[WHAT YOU ARE ASKED TO DO]: Copy every item below verbatim, leaving the pictures out of your answer.
— start of INFORMATION PROVIDED —
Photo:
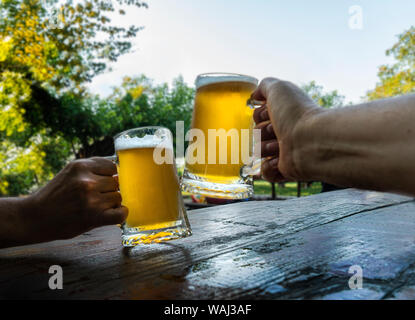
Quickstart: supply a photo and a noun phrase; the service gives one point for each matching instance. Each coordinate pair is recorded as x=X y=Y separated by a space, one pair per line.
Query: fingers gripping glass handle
x=254 y=104
x=112 y=158
x=253 y=170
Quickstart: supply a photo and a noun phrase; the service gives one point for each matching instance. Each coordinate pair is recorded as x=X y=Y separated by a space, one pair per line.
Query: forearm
x=369 y=146
x=12 y=231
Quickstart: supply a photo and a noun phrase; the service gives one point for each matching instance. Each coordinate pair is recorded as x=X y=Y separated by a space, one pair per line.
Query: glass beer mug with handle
x=220 y=158
x=149 y=187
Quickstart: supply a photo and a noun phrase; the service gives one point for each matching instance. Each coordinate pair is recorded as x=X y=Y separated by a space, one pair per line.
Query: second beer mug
x=149 y=187
x=220 y=154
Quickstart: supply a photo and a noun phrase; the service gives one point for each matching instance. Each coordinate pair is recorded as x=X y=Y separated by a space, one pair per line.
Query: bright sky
x=296 y=40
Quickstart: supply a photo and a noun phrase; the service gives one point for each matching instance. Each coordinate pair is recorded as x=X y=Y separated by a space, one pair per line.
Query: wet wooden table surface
x=294 y=249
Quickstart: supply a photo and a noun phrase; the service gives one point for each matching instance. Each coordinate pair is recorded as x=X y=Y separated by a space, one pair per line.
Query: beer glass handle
x=253 y=104
x=112 y=158
x=253 y=170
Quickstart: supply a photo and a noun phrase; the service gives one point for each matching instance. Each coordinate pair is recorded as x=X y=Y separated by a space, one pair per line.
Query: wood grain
x=299 y=248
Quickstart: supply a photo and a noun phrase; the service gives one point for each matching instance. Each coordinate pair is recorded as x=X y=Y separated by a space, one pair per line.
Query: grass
x=290 y=189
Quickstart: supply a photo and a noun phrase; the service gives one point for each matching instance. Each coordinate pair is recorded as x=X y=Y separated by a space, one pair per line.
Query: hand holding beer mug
x=149 y=187
x=222 y=138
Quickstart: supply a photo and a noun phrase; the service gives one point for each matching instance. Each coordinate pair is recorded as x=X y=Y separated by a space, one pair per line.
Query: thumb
x=262 y=92
x=114 y=216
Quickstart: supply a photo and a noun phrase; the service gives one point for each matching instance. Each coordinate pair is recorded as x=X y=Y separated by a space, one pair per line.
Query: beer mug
x=149 y=187
x=222 y=129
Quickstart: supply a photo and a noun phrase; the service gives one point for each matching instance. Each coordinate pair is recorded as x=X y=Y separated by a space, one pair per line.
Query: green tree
x=324 y=99
x=399 y=77
x=49 y=49
x=137 y=102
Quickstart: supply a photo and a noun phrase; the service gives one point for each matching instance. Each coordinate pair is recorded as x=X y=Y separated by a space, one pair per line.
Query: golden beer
x=149 y=187
x=221 y=104
x=150 y=191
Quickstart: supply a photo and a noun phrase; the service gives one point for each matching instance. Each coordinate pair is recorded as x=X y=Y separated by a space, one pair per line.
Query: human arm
x=368 y=146
x=81 y=197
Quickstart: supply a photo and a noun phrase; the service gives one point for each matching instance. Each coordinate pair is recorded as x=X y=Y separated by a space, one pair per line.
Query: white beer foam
x=148 y=141
x=206 y=79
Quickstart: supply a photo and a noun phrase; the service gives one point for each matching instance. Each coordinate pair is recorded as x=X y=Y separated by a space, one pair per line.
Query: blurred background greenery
x=50 y=50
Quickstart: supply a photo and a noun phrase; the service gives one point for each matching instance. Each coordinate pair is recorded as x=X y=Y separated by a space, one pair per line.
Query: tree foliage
x=49 y=49
x=399 y=77
x=324 y=99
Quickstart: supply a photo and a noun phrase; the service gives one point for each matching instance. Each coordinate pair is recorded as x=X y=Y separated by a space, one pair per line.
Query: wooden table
x=300 y=248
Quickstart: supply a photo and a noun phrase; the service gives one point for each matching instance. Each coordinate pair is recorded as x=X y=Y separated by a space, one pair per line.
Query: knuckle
x=78 y=165
x=86 y=185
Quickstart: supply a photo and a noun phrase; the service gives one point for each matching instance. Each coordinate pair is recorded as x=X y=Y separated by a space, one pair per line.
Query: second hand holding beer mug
x=149 y=187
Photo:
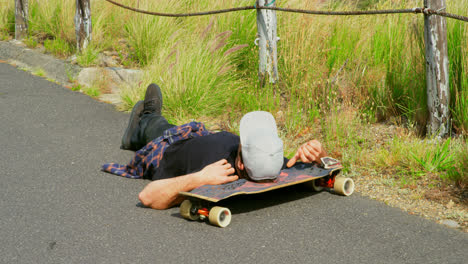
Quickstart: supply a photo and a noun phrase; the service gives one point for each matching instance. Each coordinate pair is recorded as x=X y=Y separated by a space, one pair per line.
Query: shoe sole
x=132 y=123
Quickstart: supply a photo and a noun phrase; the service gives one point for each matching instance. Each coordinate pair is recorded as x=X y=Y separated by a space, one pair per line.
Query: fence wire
x=417 y=10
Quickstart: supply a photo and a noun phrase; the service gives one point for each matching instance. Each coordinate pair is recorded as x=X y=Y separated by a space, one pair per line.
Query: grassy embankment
x=339 y=75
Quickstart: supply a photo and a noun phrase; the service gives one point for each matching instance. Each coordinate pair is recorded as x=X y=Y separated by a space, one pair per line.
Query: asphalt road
x=56 y=206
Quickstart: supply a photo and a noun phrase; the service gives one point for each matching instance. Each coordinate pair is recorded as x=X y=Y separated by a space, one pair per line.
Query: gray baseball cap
x=262 y=149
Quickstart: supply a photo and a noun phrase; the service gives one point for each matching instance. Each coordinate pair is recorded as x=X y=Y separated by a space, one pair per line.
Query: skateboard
x=199 y=202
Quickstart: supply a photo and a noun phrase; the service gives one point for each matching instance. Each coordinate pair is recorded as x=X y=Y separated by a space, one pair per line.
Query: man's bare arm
x=309 y=152
x=163 y=194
— end of INFORMATION PROVIDED —
[ANSWER TO THE PROBLEM]:
Photo:
Quickstart: supply a photo and a noun phrase; the service gives one point for each matching instance. Each coordinate pair is recorded as x=X y=Y separated by a space, one pair per line.
Query: fingers gripping glass handle
x=254 y=104
x=112 y=158
x=253 y=170
Quickstart: supply a photo and a noun phrase; the service gives one point for each matching instance. Each coordinate pair is recorded as x=X y=Y separated by a space, one pair per line.
Query: forearm
x=369 y=146
x=12 y=231
Quickstart: supply a photo and a noun phrase; the service gives one point for each matching instance. Each coordinate pair is recorded as x=X y=Y separated by a space, one pair per line.
Query: glass beer mug with handle
x=220 y=158
x=149 y=187
Quickstart: supply a photo and a noun phrase; the service gives one point for each matching instance. Each coordinate pair is recorded as x=X y=Y separated by a space, one pair per line.
Query: second beer mug
x=149 y=187
x=220 y=154
Quickstart: supply a photo and a noun phrase; the service gives one point for each matching instance. Each coordinate pair is recorded as x=X y=Y separated by a space, one pair per line.
Query: bright sky
x=296 y=40
Quickstart: supply a photo and a noun phrase; the service gives one point for each matching instance. Each coordinate pair is recorded as x=X y=Y separated by a space, one pair per line.
Query: wet wooden table surface
x=294 y=249
Quickstart: supply a photo and a noun phrase; the service gives one point for each matching instance. Each coordinate pair is recorded as x=X y=Y separated by a space, one pair per line.
Query: beer glass handle
x=253 y=104
x=112 y=158
x=253 y=170
Quickstart: supply a photo and a noun phrase; the service gives one point for each matching instance. Each coordinate pair is recorded as x=X y=Y separated by a space, one pair per line.
Query: wood grain
x=299 y=248
Quickstart: supply a photo and a noun phrase; the service gives one point for each matching instance. Each coordinate pair is recorded as x=X y=Y separated by a space, one pair per line.
Query: grass
x=290 y=189
Quickstart: supply a photo and a noun phrase; the service gives one point for each matching instance. Each coordinate pair is recorded as x=X y=Y separated by a space, one pair per line.
Query: hand holding beer mug
x=149 y=187
x=222 y=138
Quickstart: supply a photo and a noun phrase; the service gives one point for each matching instance. Each coordinate pair is recorded as x=X y=Y separated by a space, one pair per line.
Query: thumb
x=262 y=92
x=114 y=216
Quickstart: supply a photo and a noun phrase; the service gives one point for each matching instance. Each coordinate pair is recorded as x=X y=Y separated by a space, one pair per line.
Query: beer mug
x=149 y=187
x=222 y=129
Quickstart: supply a photo and a noun phrase; the service gives one point for each matching instance. Each coordinate pair is recorded as x=X y=Y separated by a space, one pair per line.
Query: green tree
x=324 y=99
x=399 y=77
x=49 y=49
x=137 y=102
Quickstart: supply a photo and a noun phrase; the service gives one point for each matching instance. Each coordinate pair is recorded as x=X y=Y separated by a space, one pair per line.
Query: golden beer
x=149 y=187
x=221 y=104
x=150 y=191
Quickstart: supply a photo and a noun phrase; the service gives one point for each matching instance. Each coordinate pair is recorded as x=X y=Y separated by a space, one pair per line.
Query: human arm
x=368 y=146
x=81 y=197
Quickstart: supply a photo and a noun phrase; the service gives one point for each matching instance. Each coordinate pair is recorded as x=X y=Y separated by a space, one pair per line.
Query: white beer foam
x=148 y=141
x=206 y=79
Quickstart: supply a photo and a noun phrase; the service gives one point for each matching instance. Each coordinate pair is recorded as x=X y=Y separated by a space, one pair per line.
Query: blurred background greenery
x=50 y=50
Quickstart: supply a photo and a noun phrase; the service gives one point for each matching instance. Each coordinate pair is recorded as x=X y=Y separated by a space, one pair per line.
Query: tree foliage
x=49 y=49
x=399 y=77
x=324 y=99
Quickstart: supply a photo and a noun phrase; the service gives one point for each matching instance. Each coordinate pair is recorded as x=X y=Y separated by a space, one pair per line.
Query: wooden table
x=300 y=248
Quickstart: supply a photo and a noun phrase; the service gives one point for each matching instance. Each coordinate pair is recorded as x=X y=Y separated by a space, one pair per line.
Query: knuckle
x=78 y=165
x=86 y=185
Quickstart: supply a photo and a noun phrase; the service gives one point for each matching instance. Each coordinate pair is recorded as x=X y=Y separated by a space, one pair per line.
Query: second hand holding beer mug
x=149 y=187
Photo:
Quickstart: supply a photo and a noun phrase; the service gives one point for each matching instance. Each coordinate pair is recorded as x=X y=Y separated by a space, one pair per line.
Query: shoe sole
x=132 y=123
Quickstart: supply a photo and a noun phrase; the service gives one point for each matching instance. Each coordinate pair is recorded as x=X y=Y separated by a space, one pair per line.
Query: fence wire
x=417 y=10
Quickstart: supply a photo and a noun phrase; the service gives one point for each matching instance. Each coordinate pair is recorded as x=X y=Y separated by a space, one pair per line.
Query: grassy embankment
x=339 y=75
Quickstart: supply a photo and a noun phrase; the service gives one point for each matching instance. Each coordinate pair is recorded as x=X y=Y separated by a space, one pair per line.
Query: asphalt road
x=56 y=206
Quickstart: supply a photo and a noun phrase; the service gives one point for each matching instance. Each coordinate pair is recorded as x=X y=Y separated by a space, one pair per line.
Query: gray baseball cap
x=262 y=149
Quickstart: supply a photo and a noun phrase; the service gives one point for each matching instance. Each coordinate pair is recorded as x=X y=Y separated by a space, one pair per line.
Query: skateboard
x=199 y=202
Quickstart: supply a photo and a noun phrase; the service gives one point for each matching instance. Each coordinate pair is recorded as x=X y=Y separated by a space, one pair per line.
Query: man's bare arm
x=309 y=152
x=163 y=194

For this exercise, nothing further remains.